What you are asked to do
Pick out every line of the records that contains the word "forest", and copy each one.

***

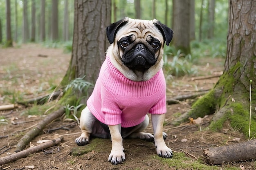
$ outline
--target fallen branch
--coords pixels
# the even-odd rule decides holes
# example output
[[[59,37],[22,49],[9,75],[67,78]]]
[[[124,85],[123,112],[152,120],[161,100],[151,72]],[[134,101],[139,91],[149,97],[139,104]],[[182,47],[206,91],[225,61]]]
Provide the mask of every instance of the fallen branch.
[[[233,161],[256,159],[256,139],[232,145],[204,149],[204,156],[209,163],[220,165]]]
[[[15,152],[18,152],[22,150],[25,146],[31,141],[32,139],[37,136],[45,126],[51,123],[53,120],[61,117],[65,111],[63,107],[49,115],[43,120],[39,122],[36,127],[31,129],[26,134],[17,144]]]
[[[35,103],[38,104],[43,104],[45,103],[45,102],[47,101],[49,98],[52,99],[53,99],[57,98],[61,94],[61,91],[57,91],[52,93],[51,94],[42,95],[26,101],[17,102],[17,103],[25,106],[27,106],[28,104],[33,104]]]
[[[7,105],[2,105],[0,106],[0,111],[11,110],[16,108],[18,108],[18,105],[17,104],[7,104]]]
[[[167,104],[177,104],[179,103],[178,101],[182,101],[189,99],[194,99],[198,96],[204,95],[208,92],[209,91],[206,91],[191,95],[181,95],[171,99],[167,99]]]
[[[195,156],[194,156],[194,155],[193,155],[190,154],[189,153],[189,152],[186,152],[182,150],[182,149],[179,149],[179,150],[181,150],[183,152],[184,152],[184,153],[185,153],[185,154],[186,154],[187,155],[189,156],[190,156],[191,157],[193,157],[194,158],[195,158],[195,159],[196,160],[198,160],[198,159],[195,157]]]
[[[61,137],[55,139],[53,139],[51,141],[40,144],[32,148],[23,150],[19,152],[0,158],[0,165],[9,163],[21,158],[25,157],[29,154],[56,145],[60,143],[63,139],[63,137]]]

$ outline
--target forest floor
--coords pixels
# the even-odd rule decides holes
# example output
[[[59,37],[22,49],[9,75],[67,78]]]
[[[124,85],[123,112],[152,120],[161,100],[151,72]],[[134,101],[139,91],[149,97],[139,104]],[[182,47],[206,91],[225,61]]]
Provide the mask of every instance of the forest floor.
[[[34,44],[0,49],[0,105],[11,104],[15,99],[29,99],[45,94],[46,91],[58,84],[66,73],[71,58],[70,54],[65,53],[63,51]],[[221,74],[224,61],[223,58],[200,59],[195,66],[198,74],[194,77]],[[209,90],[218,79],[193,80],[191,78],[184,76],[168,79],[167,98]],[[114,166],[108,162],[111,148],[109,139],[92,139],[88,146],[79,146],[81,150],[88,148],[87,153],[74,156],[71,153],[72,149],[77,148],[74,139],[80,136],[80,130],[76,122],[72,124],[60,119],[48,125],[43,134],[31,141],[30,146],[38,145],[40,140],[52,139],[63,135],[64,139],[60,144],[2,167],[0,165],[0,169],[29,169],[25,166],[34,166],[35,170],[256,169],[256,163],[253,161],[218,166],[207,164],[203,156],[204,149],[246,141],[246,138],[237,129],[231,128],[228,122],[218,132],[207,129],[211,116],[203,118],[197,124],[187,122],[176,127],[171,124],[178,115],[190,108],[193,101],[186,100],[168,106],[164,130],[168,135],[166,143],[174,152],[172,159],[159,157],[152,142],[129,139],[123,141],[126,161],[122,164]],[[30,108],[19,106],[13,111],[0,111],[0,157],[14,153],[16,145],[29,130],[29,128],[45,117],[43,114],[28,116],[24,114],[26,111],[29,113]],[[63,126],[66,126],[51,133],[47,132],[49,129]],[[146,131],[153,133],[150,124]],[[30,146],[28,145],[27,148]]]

***

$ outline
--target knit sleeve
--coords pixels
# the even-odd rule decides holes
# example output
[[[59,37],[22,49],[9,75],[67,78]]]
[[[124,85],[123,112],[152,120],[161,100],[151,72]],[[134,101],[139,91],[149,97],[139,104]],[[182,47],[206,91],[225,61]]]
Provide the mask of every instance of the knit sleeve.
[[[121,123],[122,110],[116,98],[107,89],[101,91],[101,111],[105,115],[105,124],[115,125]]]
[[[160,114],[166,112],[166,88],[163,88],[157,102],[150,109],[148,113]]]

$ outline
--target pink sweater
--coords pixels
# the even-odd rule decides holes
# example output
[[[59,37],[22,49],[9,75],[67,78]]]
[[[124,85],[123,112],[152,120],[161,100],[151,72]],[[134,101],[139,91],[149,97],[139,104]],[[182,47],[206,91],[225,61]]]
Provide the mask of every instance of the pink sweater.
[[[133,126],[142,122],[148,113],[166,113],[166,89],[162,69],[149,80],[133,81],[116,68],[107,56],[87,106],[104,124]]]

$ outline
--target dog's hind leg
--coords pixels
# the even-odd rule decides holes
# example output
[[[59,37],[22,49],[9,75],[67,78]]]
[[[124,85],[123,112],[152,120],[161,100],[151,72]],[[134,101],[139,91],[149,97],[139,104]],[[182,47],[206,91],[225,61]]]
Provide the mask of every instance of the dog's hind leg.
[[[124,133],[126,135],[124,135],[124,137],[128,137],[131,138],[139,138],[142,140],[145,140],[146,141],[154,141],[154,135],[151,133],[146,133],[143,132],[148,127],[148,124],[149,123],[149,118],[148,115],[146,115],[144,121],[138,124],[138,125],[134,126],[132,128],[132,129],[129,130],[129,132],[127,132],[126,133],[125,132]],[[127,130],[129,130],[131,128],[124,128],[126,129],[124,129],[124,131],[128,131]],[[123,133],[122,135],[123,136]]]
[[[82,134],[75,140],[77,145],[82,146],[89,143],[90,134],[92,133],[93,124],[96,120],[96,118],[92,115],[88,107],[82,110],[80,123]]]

***

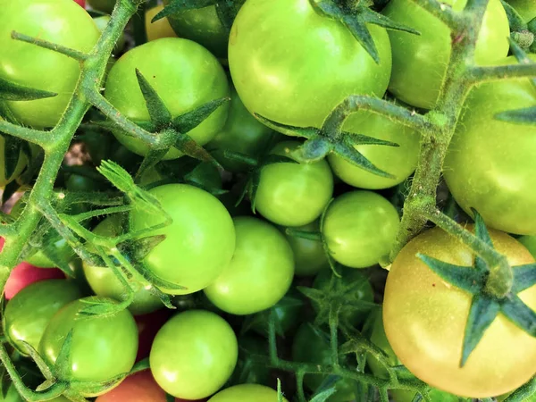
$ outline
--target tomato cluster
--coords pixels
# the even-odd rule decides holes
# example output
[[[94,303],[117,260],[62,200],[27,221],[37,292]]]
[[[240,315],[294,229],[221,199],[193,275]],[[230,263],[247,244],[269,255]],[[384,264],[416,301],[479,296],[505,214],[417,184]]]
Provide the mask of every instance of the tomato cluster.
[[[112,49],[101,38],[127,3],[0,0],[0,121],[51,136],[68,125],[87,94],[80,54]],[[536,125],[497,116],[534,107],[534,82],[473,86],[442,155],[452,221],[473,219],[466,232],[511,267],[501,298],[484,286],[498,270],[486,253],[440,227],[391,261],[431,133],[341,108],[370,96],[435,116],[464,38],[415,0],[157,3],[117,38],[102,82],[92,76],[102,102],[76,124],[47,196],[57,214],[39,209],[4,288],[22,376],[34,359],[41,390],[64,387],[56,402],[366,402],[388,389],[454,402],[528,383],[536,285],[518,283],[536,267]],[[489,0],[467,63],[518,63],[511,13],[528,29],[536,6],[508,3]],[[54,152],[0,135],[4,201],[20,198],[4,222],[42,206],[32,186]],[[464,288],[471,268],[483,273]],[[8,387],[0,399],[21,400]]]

***

Task output
--target forest floor
Provide the mask of every instance of the forest floor.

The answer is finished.